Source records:
-=-=-
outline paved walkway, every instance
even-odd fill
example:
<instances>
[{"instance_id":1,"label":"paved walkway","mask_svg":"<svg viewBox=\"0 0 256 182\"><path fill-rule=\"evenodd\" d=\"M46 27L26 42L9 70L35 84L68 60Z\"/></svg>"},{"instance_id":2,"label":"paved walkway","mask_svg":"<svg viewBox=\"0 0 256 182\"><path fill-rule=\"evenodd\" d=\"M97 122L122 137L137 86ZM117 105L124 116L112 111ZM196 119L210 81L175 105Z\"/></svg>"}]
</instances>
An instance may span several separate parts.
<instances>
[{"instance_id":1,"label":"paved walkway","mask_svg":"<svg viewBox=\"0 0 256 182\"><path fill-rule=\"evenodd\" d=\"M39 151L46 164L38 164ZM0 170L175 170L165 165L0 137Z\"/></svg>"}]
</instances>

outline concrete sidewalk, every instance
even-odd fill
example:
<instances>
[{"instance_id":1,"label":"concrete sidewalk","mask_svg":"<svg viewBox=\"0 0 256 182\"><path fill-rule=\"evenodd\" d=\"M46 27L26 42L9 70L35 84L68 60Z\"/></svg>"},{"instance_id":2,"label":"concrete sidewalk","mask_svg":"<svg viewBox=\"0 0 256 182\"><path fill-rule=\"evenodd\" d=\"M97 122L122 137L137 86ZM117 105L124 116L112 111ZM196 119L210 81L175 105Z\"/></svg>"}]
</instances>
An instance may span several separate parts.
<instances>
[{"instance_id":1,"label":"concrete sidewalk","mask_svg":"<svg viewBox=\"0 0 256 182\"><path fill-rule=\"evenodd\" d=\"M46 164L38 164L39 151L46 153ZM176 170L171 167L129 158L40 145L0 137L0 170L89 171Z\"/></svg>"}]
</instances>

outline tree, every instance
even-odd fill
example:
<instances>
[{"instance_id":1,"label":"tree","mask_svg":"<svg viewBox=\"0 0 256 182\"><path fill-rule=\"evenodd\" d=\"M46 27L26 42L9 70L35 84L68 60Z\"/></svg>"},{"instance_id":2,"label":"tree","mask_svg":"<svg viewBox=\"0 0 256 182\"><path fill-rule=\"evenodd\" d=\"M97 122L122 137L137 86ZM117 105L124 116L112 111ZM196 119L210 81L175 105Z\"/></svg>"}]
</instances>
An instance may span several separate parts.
-=-=-
= WORK TO BE COMPLETED =
Send back exactly the lines from the line with "outline concrete sidewalk, every instance" through the end of the records.

= ANSWER IN FULL =
outline concrete sidewalk, every instance
even-odd fill
example:
<instances>
[{"instance_id":1,"label":"concrete sidewalk","mask_svg":"<svg viewBox=\"0 0 256 182\"><path fill-rule=\"evenodd\" d=\"M46 27L26 42L9 70L35 84L68 60Z\"/></svg>"},{"instance_id":2,"label":"concrete sidewalk","mask_svg":"<svg viewBox=\"0 0 256 182\"><path fill-rule=\"evenodd\" d=\"M97 122L122 137L137 86ZM117 105L124 116L112 111ZM196 119L210 81L175 105Z\"/></svg>"}]
</instances>
An instance may span several separate parts.
<instances>
[{"instance_id":1,"label":"concrete sidewalk","mask_svg":"<svg viewBox=\"0 0 256 182\"><path fill-rule=\"evenodd\" d=\"M46 164L38 164L39 151L46 153ZM176 170L171 167L129 158L40 145L0 137L0 170L89 171Z\"/></svg>"}]
</instances>

outline tree, every instance
even-odd fill
example:
<instances>
[{"instance_id":1,"label":"tree","mask_svg":"<svg viewBox=\"0 0 256 182\"><path fill-rule=\"evenodd\" d=\"M46 27L26 42L9 70L35 84L68 60Z\"/></svg>"},{"instance_id":2,"label":"tree","mask_svg":"<svg viewBox=\"0 0 256 182\"><path fill-rule=\"evenodd\" d=\"M97 122L122 137L137 86ZM117 105L124 116L112 111ZM196 119L210 81L175 105Z\"/></svg>"}]
</instances>
An instance may span several separate parts.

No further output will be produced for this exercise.